Entries taken from a collection
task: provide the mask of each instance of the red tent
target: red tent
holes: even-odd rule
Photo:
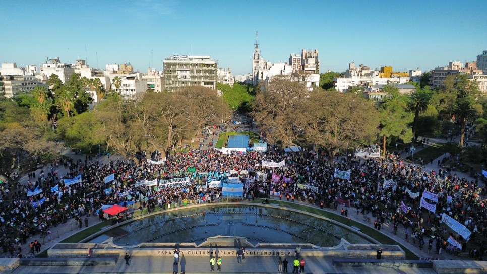
[[[124,207],[120,207],[118,204],[115,204],[113,207],[111,207],[107,209],[105,209],[103,210],[103,212],[105,213],[108,213],[110,215],[114,215],[117,213],[119,213],[124,210],[127,210],[127,208],[124,208]]]

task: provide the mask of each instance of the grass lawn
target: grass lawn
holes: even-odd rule
[[[215,148],[221,149],[225,147],[228,143],[228,136],[230,135],[248,135],[249,141],[251,143],[258,143],[259,141],[259,135],[254,132],[244,131],[243,132],[225,132],[220,134],[218,137],[218,141],[216,141]]]
[[[254,202],[256,203],[261,203],[263,201],[263,199],[258,198],[256,199],[254,201]],[[401,248],[402,248],[402,250],[406,252],[406,256],[408,258],[408,259],[418,259],[417,256],[416,256],[414,253],[411,252],[410,250],[405,247],[404,246],[398,243],[397,242],[394,241],[391,238],[389,238],[382,233],[381,233],[377,229],[374,229],[373,227],[367,226],[361,223],[355,222],[355,221],[353,221],[340,215],[337,215],[336,214],[334,214],[326,211],[321,210],[319,208],[314,208],[313,207],[309,207],[299,203],[293,203],[291,202],[288,202],[287,201],[277,201],[275,200],[272,200],[272,203],[277,203],[279,206],[292,208],[293,209],[302,210],[303,211],[309,212],[310,213],[313,213],[313,214],[316,214],[317,215],[326,217],[328,219],[336,221],[347,226],[353,226],[356,227],[358,227],[360,229],[361,232],[369,235],[374,239],[375,239],[382,244],[399,245],[401,247]]]
[[[414,159],[421,158],[429,162],[431,158],[433,160],[445,154],[445,148],[442,144],[431,144],[424,149],[414,153]]]

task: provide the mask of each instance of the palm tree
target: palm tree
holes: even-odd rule
[[[419,118],[419,113],[424,112],[428,109],[430,105],[430,96],[427,93],[423,92],[415,92],[411,96],[409,101],[407,103],[407,108],[414,112],[414,119],[412,122],[412,133],[414,136],[414,140],[417,138],[417,123]]]
[[[455,120],[460,124],[460,146],[463,147],[467,120],[475,118],[477,116],[477,110],[471,102],[462,100],[455,104],[453,115],[455,115]]]
[[[111,83],[115,86],[115,91],[118,91],[118,89],[121,87],[121,78],[119,76],[115,76],[111,80]]]

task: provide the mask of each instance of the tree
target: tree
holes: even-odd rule
[[[111,80],[111,83],[115,87],[115,90],[116,91],[119,91],[118,90],[120,89],[120,87],[121,86],[121,78],[119,76],[115,76],[113,77],[113,79]]]
[[[106,136],[98,134],[101,124],[93,112],[85,112],[72,119],[60,119],[58,124],[63,140],[77,150],[91,153],[94,147],[106,141]]]
[[[337,72],[327,72],[320,74],[320,86],[324,90],[333,87],[333,81],[335,78],[340,77],[343,73]]]
[[[411,95],[410,99],[407,102],[408,109],[414,113],[414,119],[412,122],[412,133],[415,140],[418,136],[417,126],[419,114],[428,110],[430,98],[430,94],[427,92],[416,91]]]
[[[373,102],[348,93],[313,93],[306,109],[306,139],[323,149],[331,162],[340,149],[373,141],[379,133],[380,116]]]
[[[453,115],[455,115],[455,121],[460,125],[460,146],[463,147],[467,121],[476,116],[477,109],[471,102],[459,101],[455,104]]]
[[[382,104],[379,109],[381,117],[381,135],[383,137],[384,155],[386,155],[386,138],[393,136],[409,143],[413,136],[409,124],[413,115],[406,111],[403,102],[390,100]]]
[[[283,147],[297,145],[307,123],[302,114],[308,94],[304,83],[284,78],[259,85],[253,115],[271,143],[279,142]]]

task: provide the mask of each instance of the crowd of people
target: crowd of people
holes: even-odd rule
[[[383,228],[385,222],[391,225],[395,232],[400,228],[407,232],[406,237],[410,235],[407,239],[418,248],[423,248],[428,242],[428,249],[432,249],[436,241],[437,253],[442,249],[458,253],[460,250],[447,242],[450,236],[462,243],[462,251],[474,250],[471,254],[473,258],[481,259],[487,248],[487,243],[481,240],[487,236],[486,200],[481,196],[485,188],[476,180],[468,181],[456,174],[445,174],[441,169],[427,172],[420,165],[395,161],[400,160],[395,157],[388,160],[363,159],[348,153],[330,161],[321,153],[306,150],[298,153],[273,150],[225,155],[203,147],[166,153],[165,160],[157,164],[147,161],[143,154],[137,155],[136,159],[112,159],[106,164],[88,156],[84,161],[60,159],[45,171],[29,174],[26,185],[18,185],[9,199],[0,203],[0,245],[3,252],[15,250],[33,235],[45,236],[53,226],[70,219],[74,218],[81,226],[85,216],[97,215],[103,218],[103,212],[99,210],[103,205],[124,206],[136,201],[142,209],[147,208],[150,212],[156,205],[167,208],[215,201],[221,196],[221,188],[207,187],[209,174],[223,178],[239,174],[245,185],[242,194],[249,199],[276,195],[288,201],[297,198],[334,209],[340,204],[339,201],[347,205],[349,202],[357,208],[357,214],[372,212],[376,228]],[[264,160],[275,163],[284,160],[285,165],[279,168],[263,166]],[[60,166],[69,172],[58,174]],[[349,170],[349,178],[335,178],[335,169]],[[256,180],[258,173],[266,174],[267,179]],[[65,183],[64,179],[80,174],[80,182]],[[105,183],[105,178],[111,174],[114,179]],[[144,179],[185,176],[191,178],[189,185],[164,189],[158,185],[135,186],[136,182]],[[397,185],[385,187],[385,180],[392,180]],[[426,190],[438,194],[436,212],[422,208],[420,195],[412,198],[406,188],[411,192],[422,193]],[[29,191],[36,189],[42,192],[28,196]],[[407,206],[405,212],[401,207],[402,202]],[[468,243],[454,231],[449,230],[449,234],[439,229],[442,228],[440,214],[443,213],[473,232]]]

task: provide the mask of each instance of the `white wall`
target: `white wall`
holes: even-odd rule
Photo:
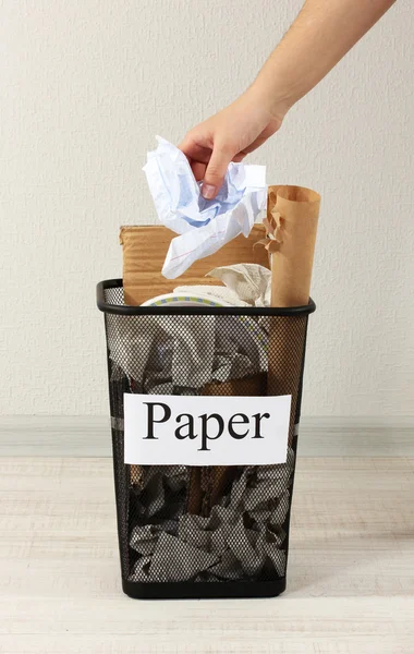
[[[0,3],[0,413],[107,412],[95,283],[141,167],[252,81],[300,0]],[[390,14],[253,160],[318,190],[303,412],[414,414],[414,17]]]

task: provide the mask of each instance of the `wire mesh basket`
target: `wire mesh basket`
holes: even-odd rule
[[[98,284],[97,303],[107,335],[124,592],[176,598],[280,594],[314,302],[292,308],[127,306],[117,279]],[[233,396],[239,416],[243,398],[291,396],[285,462],[187,465],[172,457],[171,464],[125,463],[126,395],[184,397],[188,403],[203,397],[206,407],[211,397],[219,407],[220,398]],[[215,415],[219,423],[219,409]],[[184,438],[174,426],[176,438]],[[247,433],[243,419],[230,432],[235,451]],[[209,441],[207,432],[194,428],[190,437],[203,450],[216,434]]]

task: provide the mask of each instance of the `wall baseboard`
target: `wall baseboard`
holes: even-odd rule
[[[414,457],[414,416],[306,417],[301,457]],[[104,416],[0,416],[0,457],[110,457]]]

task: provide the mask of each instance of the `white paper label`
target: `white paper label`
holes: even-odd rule
[[[285,463],[291,399],[124,393],[125,463]]]

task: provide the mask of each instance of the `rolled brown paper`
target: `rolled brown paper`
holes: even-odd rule
[[[195,262],[176,279],[166,279],[161,269],[174,232],[162,225],[122,227],[120,242],[123,247],[123,290],[125,304],[139,305],[150,298],[171,293],[178,286],[222,286],[205,277],[218,266],[260,264],[269,268],[264,247],[255,247],[266,235],[263,225],[255,225],[246,239],[243,234],[227,243],[221,250]]]
[[[271,306],[303,306],[309,301],[320,195],[302,186],[269,186],[268,222],[279,223],[271,254]],[[268,395],[291,395],[289,441],[293,440],[301,384],[306,316],[271,318]]]

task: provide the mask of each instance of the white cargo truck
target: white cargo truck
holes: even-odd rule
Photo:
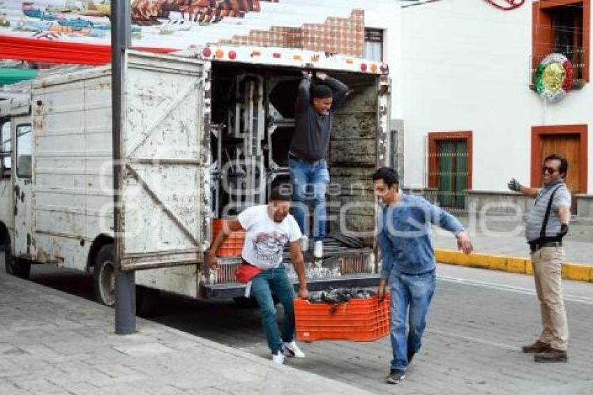
[[[265,202],[290,183],[287,154],[303,68],[350,89],[328,163],[326,256],[306,255],[310,290],[371,286],[374,198],[389,164],[386,66],[300,50],[207,47],[126,55],[121,269],[139,285],[196,298],[239,297],[237,258],[203,264],[213,218]],[[8,273],[31,264],[93,272],[114,302],[111,69],[57,68],[0,93],[0,246]],[[358,236],[354,239],[353,235]],[[290,267],[290,265],[289,265]]]

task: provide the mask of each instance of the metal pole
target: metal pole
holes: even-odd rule
[[[122,271],[120,267],[120,175],[121,172],[121,112],[123,89],[125,87],[124,52],[130,45],[130,13],[129,0],[112,0],[111,2],[111,54],[112,54],[112,105],[113,135],[113,232],[117,268],[115,274],[115,333],[130,334],[136,330],[135,290],[134,271]]]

Goal
Please extract the lines of the listing, starting at the line that contains "task: provide the mask of each instance of the white" and ending at the last line of the listing, and repeat them exactly. Leave the pictures out of your answer.

Written solution
task: provide the mask of each instance of the white cargo truck
target: white cargo truck
holes: even-odd rule
Photo:
[[[265,202],[290,183],[287,154],[303,68],[350,89],[328,163],[326,256],[306,255],[310,290],[371,286],[374,198],[389,164],[386,66],[300,50],[207,47],[126,55],[121,269],[139,285],[196,298],[239,297],[237,258],[203,264],[213,218]],[[8,273],[31,264],[93,272],[114,302],[111,69],[57,68],[0,93],[0,246]],[[358,236],[354,239],[353,235]],[[290,267],[290,265],[289,265]]]

task: provide the mask of each instance of the metal pole
target: metal pole
holes: even-odd rule
[[[122,271],[120,267],[120,175],[121,172],[121,112],[123,89],[125,87],[124,52],[130,45],[130,13],[129,0],[112,0],[111,2],[111,54],[112,54],[112,105],[113,135],[113,232],[117,268],[115,274],[115,333],[130,334],[136,330],[135,290],[134,271]]]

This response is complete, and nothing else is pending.